## [Assignment]
Only the lines from the one containing "Locate the ocean" through the end of the listing are to be repeated, exactly and without pictures.

## [Materials provided]
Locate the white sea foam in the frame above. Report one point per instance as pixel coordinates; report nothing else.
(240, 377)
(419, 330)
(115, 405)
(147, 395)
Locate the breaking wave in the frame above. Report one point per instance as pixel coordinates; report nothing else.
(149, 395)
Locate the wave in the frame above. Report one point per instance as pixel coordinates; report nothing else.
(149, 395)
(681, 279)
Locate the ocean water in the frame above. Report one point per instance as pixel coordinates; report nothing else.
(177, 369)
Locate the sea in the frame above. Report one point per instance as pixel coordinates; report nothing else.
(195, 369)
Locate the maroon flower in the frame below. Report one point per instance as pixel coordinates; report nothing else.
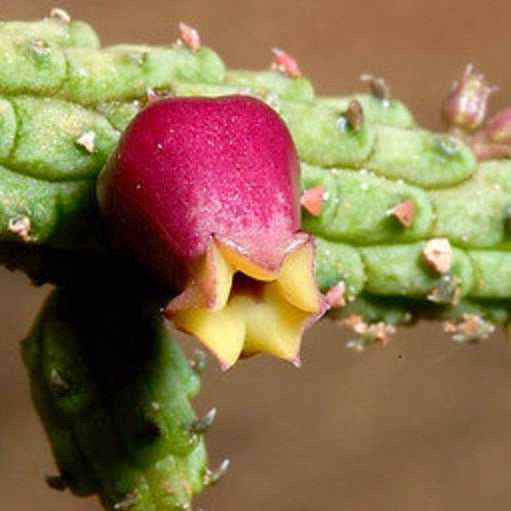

## [Task answer]
Locate the ocean water in the frame above. Report one point per instance as pixel coordinates; report nothing else.
(177, 369)
Locate the sea in the frame above. Report one point per instance as pixel coordinates; report nothing else.
(195, 369)
Locate the maroon flower in the frame below. Report one point per instance as pixel coordinates; report nothing else.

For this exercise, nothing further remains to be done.